> **Problem description**:
Beginning with the line that holds "Could you please" and ending with the last line below, repeat each line exactly, leaving any pictures out.

━━━ Data section

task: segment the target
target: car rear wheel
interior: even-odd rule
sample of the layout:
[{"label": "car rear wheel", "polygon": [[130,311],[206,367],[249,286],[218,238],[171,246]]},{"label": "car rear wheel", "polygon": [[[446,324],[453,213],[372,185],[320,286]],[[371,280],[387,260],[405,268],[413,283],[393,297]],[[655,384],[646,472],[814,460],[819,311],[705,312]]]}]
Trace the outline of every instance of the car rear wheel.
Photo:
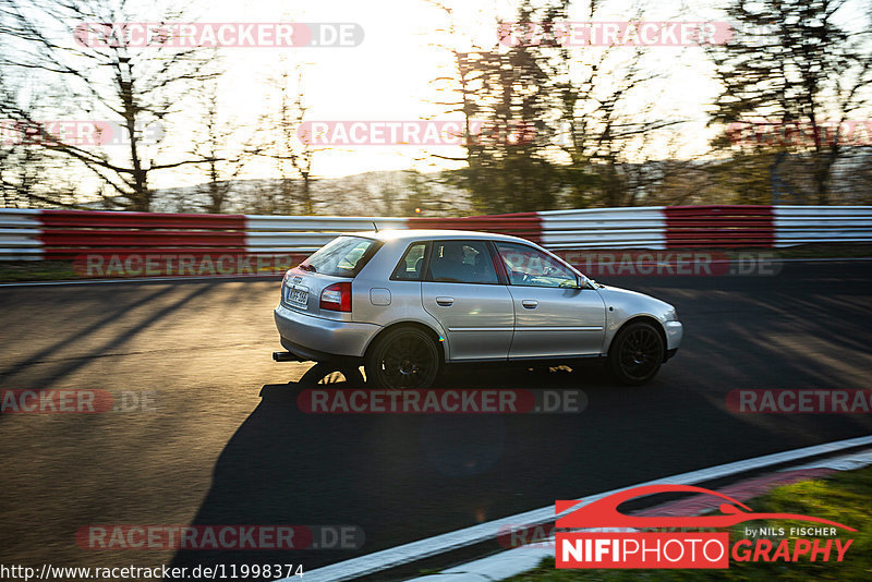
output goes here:
[{"label": "car rear wheel", "polygon": [[653,378],[663,363],[663,337],[646,323],[637,322],[621,329],[608,350],[608,365],[622,384],[639,386]]},{"label": "car rear wheel", "polygon": [[383,389],[429,388],[440,367],[436,342],[422,329],[401,327],[376,340],[366,356],[366,380]]}]

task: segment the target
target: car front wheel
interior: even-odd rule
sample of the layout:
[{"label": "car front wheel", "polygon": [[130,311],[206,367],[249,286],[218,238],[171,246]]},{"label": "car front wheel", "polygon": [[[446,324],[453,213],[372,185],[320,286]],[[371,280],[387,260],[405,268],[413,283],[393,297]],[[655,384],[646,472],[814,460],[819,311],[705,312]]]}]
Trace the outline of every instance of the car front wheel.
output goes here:
[{"label": "car front wheel", "polygon": [[646,322],[637,322],[615,337],[608,350],[608,365],[618,381],[639,386],[657,374],[665,350],[659,331]]},{"label": "car front wheel", "polygon": [[382,389],[429,388],[439,373],[436,342],[424,330],[401,327],[376,340],[366,356],[367,384]]}]

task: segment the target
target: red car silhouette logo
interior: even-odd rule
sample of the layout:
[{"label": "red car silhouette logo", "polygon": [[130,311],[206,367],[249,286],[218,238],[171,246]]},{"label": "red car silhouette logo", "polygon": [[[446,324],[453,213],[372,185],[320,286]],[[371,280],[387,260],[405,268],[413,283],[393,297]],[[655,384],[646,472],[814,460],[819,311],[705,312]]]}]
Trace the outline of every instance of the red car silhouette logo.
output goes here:
[{"label": "red car silhouette logo", "polygon": [[[704,495],[714,495],[720,497],[728,504],[720,504],[718,508],[723,516],[690,516],[681,517],[642,517],[642,516],[627,516],[618,511],[618,506],[622,502],[634,497],[643,497],[655,493],[698,493]],[[582,501],[576,500],[560,500],[555,502],[555,512],[562,513],[567,509],[581,504]],[[815,523],[824,523],[826,525],[835,525],[850,532],[856,532],[853,528],[848,528],[835,521],[825,520],[822,518],[813,518],[811,516],[800,516],[797,513],[755,513],[750,507],[728,497],[722,493],[713,492],[711,489],[703,489],[702,487],[694,487],[692,485],[643,485],[641,487],[632,487],[627,490],[618,492],[616,494],[597,499],[586,504],[576,511],[564,516],[557,520],[557,528],[632,528],[632,529],[651,529],[651,528],[728,528],[743,521],[752,520],[798,520],[798,521],[813,521]]]}]

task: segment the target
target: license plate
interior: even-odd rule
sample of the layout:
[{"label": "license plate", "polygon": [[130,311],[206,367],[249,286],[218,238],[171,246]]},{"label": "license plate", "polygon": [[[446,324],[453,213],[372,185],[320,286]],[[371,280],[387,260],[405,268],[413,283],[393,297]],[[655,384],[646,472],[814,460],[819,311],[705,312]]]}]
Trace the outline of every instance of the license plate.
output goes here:
[{"label": "license plate", "polygon": [[308,291],[305,289],[289,289],[288,303],[305,310],[308,306]]}]

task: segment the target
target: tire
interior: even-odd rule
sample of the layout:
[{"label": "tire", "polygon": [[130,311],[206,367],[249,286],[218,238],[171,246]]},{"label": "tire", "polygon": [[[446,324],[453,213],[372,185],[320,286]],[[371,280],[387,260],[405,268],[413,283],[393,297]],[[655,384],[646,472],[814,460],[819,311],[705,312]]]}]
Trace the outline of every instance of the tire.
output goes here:
[{"label": "tire", "polygon": [[440,368],[436,342],[414,327],[399,327],[379,337],[364,363],[367,384],[385,390],[424,390],[433,386]]},{"label": "tire", "polygon": [[621,384],[641,386],[657,374],[665,354],[661,332],[646,322],[637,322],[618,331],[608,350],[608,367]]}]

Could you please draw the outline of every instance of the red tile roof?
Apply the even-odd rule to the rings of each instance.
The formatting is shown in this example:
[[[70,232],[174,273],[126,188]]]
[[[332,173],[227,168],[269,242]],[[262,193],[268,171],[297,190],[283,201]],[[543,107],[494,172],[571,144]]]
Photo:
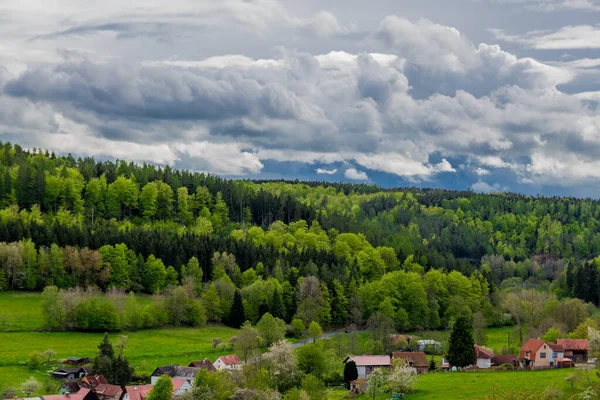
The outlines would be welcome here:
[[[100,385],[96,386],[96,394],[119,399],[123,394],[123,389],[121,386],[101,383]]]
[[[429,367],[427,356],[422,351],[395,351],[392,353],[392,358],[402,358],[417,368]]]
[[[535,361],[535,353],[537,353],[538,349],[542,347],[542,345],[546,343],[541,339],[529,339],[523,347],[521,347],[521,358],[525,358],[526,352],[531,352],[529,355],[530,361]]]
[[[558,339],[556,343],[562,345],[566,351],[589,349],[587,339]]]
[[[152,385],[125,386],[129,400],[143,400],[148,397],[151,390]]]
[[[81,379],[81,382],[91,386],[91,387],[96,387],[98,385],[101,384],[107,384],[108,381],[106,380],[106,378],[104,377],[104,375],[88,375],[88,376],[84,376],[83,379]]]
[[[242,361],[235,354],[230,354],[228,356],[221,356],[221,357],[219,357],[219,359],[221,361],[223,361],[223,364],[225,364],[225,365],[238,365],[238,364],[242,363]]]
[[[79,389],[77,393],[66,394],[55,394],[51,396],[44,396],[44,400],[83,400],[88,395],[91,389],[83,388]]]
[[[216,368],[212,363],[206,359],[202,361],[192,361],[188,367],[205,369],[207,371],[216,371]]]
[[[548,346],[554,351],[565,351],[564,347],[561,344],[548,342]]]
[[[486,349],[485,347],[481,347],[480,345],[475,345],[475,358],[492,358],[494,353],[491,350]]]
[[[346,360],[352,360],[356,365],[391,365],[389,356],[351,356]]]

━━━━━━

> **Output**:
Could you please draw the outline of every instance of the red tile roof?
Apply the even-odd rule to the rings of each instance.
The formatting is shown in this example:
[[[70,232],[174,273],[126,188]]]
[[[332,173],[227,168],[269,242]],[[262,193],[268,171],[297,190],[283,201]],[[543,107],[494,172],[571,144]]]
Photo:
The outlines would be welcome here:
[[[100,385],[96,386],[96,394],[119,399],[123,394],[123,389],[121,386],[101,383]]]
[[[429,367],[427,356],[422,351],[395,351],[392,353],[392,358],[402,358],[417,368]]]
[[[535,361],[535,353],[537,353],[538,349],[542,347],[542,345],[546,343],[541,339],[529,339],[523,347],[521,347],[521,358],[525,358],[526,352],[531,352],[529,355],[530,361]]]
[[[558,339],[556,343],[562,345],[566,351],[589,349],[587,339]]]
[[[152,385],[125,386],[129,400],[143,400],[148,397],[151,390]]]
[[[81,379],[81,382],[91,386],[91,387],[96,387],[98,385],[101,384],[107,384],[108,381],[106,380],[106,378],[104,377],[104,375],[88,375],[88,376],[84,376],[83,379]]]
[[[242,361],[235,354],[230,354],[228,356],[221,356],[221,357],[219,357],[219,359],[221,361],[223,361],[223,364],[225,364],[225,365],[238,365],[238,364],[242,363]]]
[[[79,389],[77,393],[66,394],[55,394],[51,396],[44,396],[44,400],[83,400],[88,395],[91,389],[83,388]]]
[[[216,368],[212,363],[206,359],[202,361],[192,361],[188,367],[205,369],[207,371],[216,371]]]
[[[548,346],[554,351],[565,351],[564,347],[561,344],[548,342]]]
[[[486,349],[485,347],[481,347],[480,345],[475,345],[475,358],[492,358],[494,353],[491,350]]]
[[[346,360],[352,360],[356,365],[391,365],[389,356],[351,356]]]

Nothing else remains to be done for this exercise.